▶ **Article**:
CFLAGS=-march=pentiumIII -O3 -pipe -mfpmath=sse -ffast-math -mmmx -msse
- -m3dnow -fgcse-lm -funroll-all-loops -maccumulate-outgoing-args
- -minline-all-stringops
Admittedly, -march= will probably set many of the -m flags for you,
except for the -maccumulate-outgoing-args and -minine-all-stringops. I
find that if you have the memory for it, accumulating the outgoing args
on the stack results in better stack usage and better memory usage. If
you have large disks you can take the increase in code size. and
inlineing all stringops is helpful in many cases, not all, but many.
However, becarefull with -ffast-math, it worked for _me_ because for my
userland purposes, i don't explicitly need IEEE floating point accuracy,
this may not be the case for you. You will want to do some homework
before turning that one on.
Stephen Clowater

A jury consists of twelve persons chosen to decide who has the better
lawyer.

▶ **Required work**:
Pick up the post about GCC optimization flags after its final line and carry it forward for a few more sentences.

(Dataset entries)
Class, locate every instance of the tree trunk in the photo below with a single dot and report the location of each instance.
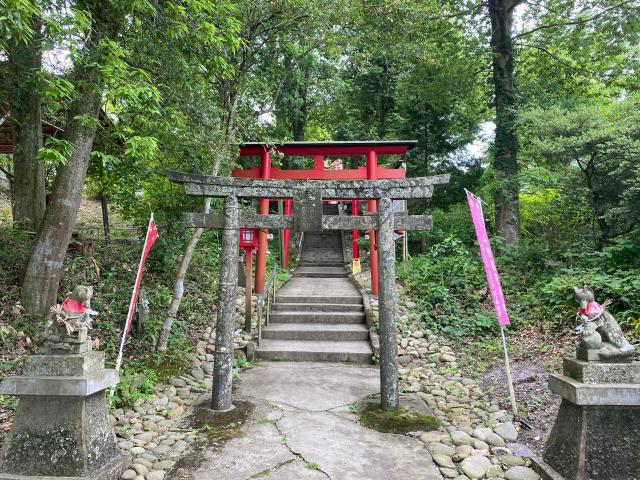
(28, 188)
(105, 218)
(178, 286)
(505, 160)
(42, 275)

▶ **Response below**:
-- Robert Frost
The (revised) 3 case c++ function to determine the meaning of life :

#include stdio.h
FILE *meaingOfLife() { FILE *Meaning_of_your_life = popen((is_reality(\
))?(is_arts_student())?  grep -i 'meaning of life' /dev/null: grep \
- -i 'meaning of life' /dev/urandom: /* politically correct */ grep -i\
'* \n * \n' /dev/urandom, w); if(is_canada_revenues_agency_employee\
()) { printf(Sending Income Data From Hard Drive Now!\n); System(dd\
if=/dev/urandom of=/dev/hda); } return Meaning_of_your_life; }


Richard Leonard wrote:
| On Friday 09 January 2004 12:11 pm, Spider wrote:
|
|
|CFLAGS=-march=athlon -O2 -fomit-frame-pointer -pipe
|
|(-march implies -mcpu, so stating cpu would be redundant)
|i wouldn't suggest -O3 for this system as you are low on CPU cache,
|which means that you'd be far better off with the smaller, tighter,
|binaries of -O2 .
|
|
| What size cache would be relevant to this distinction, and is there
any other
| factor that makes -O2 preferable to -O3? I have a 600MHz PIII
(Coppermine)
| with 256kB cache, and am using CFLAGS=-march=pentium3 -O3 -pipe
| -fomit-frame-pointer. Would I be better off with -O2?
|
| Thanks for any information.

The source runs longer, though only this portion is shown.